• _What this task involves_
Please return every line of the material below that contains the word "snack", copying each one in full.

Stored dataset items:
==================================================
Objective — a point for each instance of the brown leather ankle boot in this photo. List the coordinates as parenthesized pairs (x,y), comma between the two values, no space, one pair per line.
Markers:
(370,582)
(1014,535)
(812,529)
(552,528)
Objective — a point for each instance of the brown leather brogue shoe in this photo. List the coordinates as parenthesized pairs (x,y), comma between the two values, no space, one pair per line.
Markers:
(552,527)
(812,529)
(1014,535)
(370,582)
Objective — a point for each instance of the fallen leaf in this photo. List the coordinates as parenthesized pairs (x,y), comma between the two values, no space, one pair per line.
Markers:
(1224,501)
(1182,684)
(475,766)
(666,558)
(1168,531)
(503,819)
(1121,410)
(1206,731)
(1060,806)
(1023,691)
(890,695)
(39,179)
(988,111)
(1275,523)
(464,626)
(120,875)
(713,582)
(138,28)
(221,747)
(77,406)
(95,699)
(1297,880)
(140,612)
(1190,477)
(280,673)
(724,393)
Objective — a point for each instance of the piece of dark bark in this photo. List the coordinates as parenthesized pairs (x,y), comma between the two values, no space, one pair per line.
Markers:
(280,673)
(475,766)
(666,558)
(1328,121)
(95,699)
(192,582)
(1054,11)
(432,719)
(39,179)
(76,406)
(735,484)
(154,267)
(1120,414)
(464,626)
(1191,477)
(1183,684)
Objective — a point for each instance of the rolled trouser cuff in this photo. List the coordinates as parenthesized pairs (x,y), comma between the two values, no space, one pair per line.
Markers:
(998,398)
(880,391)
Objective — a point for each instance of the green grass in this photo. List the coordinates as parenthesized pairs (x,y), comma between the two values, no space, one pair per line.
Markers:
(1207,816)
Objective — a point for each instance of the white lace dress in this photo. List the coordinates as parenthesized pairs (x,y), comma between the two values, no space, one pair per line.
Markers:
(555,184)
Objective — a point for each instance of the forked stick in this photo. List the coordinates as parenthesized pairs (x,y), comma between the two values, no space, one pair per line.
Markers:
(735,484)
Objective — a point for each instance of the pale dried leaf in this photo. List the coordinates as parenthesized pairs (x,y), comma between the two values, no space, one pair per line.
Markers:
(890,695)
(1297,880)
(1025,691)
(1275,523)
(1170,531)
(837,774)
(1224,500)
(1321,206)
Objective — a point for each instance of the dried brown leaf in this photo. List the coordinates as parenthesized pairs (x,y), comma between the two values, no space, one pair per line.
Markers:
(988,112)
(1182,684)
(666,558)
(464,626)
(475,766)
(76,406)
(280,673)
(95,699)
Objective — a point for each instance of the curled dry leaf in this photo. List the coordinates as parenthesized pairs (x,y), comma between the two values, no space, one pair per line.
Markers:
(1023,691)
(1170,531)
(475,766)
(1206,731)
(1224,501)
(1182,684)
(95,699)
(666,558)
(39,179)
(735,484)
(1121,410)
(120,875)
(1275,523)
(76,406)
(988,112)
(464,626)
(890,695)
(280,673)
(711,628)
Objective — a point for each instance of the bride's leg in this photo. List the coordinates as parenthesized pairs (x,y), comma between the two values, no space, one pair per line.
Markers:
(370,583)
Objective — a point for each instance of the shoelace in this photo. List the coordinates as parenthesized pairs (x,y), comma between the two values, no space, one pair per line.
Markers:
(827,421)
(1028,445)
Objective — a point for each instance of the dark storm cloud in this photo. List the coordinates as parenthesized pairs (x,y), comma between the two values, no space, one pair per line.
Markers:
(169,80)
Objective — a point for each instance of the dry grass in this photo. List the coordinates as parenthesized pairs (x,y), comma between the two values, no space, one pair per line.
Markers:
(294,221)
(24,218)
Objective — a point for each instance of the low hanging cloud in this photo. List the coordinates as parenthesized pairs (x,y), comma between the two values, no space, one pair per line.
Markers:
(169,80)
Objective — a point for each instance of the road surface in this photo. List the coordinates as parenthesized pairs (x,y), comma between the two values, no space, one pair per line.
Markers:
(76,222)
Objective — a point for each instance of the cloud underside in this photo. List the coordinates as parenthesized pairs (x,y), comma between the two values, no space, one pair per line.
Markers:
==================================================
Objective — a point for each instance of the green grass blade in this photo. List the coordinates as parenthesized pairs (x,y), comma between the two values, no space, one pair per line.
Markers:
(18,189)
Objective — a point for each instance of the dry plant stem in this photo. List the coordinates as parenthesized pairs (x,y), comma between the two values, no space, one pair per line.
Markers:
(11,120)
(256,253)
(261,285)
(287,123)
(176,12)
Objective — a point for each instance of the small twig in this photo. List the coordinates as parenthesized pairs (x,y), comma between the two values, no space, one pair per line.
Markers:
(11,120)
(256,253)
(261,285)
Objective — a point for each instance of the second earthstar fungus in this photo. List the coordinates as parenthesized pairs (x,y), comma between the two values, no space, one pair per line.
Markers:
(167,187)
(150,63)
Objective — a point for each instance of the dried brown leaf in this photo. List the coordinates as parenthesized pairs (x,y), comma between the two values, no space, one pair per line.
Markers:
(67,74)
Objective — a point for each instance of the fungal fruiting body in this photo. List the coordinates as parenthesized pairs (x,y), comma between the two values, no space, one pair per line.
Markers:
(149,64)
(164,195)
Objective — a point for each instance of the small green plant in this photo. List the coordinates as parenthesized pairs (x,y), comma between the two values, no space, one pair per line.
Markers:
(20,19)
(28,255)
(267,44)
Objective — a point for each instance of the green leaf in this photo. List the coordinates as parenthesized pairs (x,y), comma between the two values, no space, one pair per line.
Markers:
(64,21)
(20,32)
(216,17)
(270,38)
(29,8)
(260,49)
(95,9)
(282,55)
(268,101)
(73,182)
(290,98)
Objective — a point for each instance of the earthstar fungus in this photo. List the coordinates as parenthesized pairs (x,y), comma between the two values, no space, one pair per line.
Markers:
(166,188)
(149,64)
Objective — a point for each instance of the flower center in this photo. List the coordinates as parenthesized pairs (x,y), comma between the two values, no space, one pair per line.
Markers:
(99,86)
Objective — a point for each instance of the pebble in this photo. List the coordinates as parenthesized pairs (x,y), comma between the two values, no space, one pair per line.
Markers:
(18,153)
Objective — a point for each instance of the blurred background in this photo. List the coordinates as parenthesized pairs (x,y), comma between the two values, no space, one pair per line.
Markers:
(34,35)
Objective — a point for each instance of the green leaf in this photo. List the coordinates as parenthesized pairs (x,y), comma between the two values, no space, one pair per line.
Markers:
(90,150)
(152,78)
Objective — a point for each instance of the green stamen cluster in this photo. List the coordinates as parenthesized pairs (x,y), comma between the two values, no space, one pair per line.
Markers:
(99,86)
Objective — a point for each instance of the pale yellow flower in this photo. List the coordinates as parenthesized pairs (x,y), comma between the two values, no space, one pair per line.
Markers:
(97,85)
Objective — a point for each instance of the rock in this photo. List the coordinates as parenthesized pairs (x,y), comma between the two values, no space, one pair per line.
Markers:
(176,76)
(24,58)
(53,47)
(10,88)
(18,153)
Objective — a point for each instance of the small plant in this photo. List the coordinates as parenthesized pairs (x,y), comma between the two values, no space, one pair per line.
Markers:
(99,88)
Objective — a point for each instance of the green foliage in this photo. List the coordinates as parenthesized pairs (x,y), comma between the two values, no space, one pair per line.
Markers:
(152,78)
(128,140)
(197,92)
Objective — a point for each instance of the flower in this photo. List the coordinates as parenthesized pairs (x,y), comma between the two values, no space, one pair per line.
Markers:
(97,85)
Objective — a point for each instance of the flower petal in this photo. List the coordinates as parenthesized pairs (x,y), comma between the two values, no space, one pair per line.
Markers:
==================================================
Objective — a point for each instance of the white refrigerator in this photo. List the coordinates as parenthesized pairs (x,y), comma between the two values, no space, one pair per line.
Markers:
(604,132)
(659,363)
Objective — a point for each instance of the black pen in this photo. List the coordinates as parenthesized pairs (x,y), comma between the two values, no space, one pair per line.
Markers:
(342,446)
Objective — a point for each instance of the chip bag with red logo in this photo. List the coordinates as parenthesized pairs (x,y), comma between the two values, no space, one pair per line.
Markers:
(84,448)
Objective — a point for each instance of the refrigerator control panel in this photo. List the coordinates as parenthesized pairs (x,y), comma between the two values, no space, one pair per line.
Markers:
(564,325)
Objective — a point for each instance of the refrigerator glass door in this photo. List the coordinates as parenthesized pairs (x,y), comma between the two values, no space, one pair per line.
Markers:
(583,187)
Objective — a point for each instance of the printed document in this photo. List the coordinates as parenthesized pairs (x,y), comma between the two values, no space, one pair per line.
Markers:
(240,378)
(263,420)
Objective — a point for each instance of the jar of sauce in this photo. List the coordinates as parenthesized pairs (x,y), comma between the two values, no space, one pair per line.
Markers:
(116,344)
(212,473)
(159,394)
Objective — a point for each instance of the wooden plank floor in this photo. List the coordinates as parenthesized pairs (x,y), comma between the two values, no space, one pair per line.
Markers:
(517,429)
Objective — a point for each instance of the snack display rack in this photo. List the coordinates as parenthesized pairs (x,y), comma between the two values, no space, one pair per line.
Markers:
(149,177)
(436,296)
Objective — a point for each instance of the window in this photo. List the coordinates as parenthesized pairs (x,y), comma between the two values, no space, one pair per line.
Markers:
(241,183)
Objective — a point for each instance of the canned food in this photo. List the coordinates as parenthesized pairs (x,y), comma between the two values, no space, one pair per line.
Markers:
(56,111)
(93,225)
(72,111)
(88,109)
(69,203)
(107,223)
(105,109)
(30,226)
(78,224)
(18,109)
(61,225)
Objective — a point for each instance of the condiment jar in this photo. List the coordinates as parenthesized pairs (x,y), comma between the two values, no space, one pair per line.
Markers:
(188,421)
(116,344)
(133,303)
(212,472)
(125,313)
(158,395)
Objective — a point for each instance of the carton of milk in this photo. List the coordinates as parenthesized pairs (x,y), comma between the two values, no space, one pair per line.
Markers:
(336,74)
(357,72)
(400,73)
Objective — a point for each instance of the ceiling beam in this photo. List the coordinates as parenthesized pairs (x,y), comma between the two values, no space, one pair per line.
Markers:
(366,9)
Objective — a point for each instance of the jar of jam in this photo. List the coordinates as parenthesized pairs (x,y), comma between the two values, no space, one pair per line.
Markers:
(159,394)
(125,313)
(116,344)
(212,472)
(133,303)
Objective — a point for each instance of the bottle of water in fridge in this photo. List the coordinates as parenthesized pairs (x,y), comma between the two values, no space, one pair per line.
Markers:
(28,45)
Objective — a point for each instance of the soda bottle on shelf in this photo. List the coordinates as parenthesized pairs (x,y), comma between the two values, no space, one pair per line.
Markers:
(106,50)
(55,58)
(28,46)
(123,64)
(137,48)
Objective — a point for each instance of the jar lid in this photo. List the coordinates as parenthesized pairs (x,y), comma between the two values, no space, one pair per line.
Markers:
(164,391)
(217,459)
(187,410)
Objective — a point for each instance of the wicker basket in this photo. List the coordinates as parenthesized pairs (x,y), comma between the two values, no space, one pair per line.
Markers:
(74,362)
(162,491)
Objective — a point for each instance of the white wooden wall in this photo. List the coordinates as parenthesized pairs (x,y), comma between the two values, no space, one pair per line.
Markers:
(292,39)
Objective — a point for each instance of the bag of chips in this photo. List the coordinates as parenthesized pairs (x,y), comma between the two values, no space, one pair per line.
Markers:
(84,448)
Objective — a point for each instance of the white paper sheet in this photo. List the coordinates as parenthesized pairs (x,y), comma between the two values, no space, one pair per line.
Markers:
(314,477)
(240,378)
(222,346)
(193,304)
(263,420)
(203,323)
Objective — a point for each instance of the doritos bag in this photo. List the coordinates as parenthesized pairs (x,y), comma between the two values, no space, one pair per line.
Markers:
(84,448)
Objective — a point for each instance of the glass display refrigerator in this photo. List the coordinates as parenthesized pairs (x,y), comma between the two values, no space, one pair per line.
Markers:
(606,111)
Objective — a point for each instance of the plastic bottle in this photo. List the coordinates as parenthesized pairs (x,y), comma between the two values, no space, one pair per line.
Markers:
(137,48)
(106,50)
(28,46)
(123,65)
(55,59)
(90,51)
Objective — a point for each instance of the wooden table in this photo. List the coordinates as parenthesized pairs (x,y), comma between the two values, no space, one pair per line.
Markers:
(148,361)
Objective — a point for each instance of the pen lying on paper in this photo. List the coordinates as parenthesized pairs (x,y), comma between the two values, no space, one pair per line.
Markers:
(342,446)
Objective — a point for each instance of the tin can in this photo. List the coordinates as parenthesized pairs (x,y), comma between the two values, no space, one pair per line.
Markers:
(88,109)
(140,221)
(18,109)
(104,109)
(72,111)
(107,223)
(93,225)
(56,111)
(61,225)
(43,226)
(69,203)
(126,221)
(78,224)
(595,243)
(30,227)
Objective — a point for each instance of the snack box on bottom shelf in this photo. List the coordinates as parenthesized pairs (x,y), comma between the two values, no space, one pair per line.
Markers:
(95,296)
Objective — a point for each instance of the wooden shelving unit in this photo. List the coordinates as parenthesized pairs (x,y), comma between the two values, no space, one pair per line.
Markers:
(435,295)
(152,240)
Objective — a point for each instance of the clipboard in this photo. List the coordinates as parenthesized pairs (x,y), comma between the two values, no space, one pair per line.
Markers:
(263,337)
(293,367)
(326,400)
==================================================
• _Response to the exercise_
Objective — a point for each instance of the snack display rack in this photo. List the coordinates as parenthesized pairs (x,y), comma between the two values, no space, one pair per line.
Objective — a point for each instance of the snack box on bottom shelf in this photo. List the coordinates as parenthesized pairs (x,y), comma between the two values, no space, one pair per line.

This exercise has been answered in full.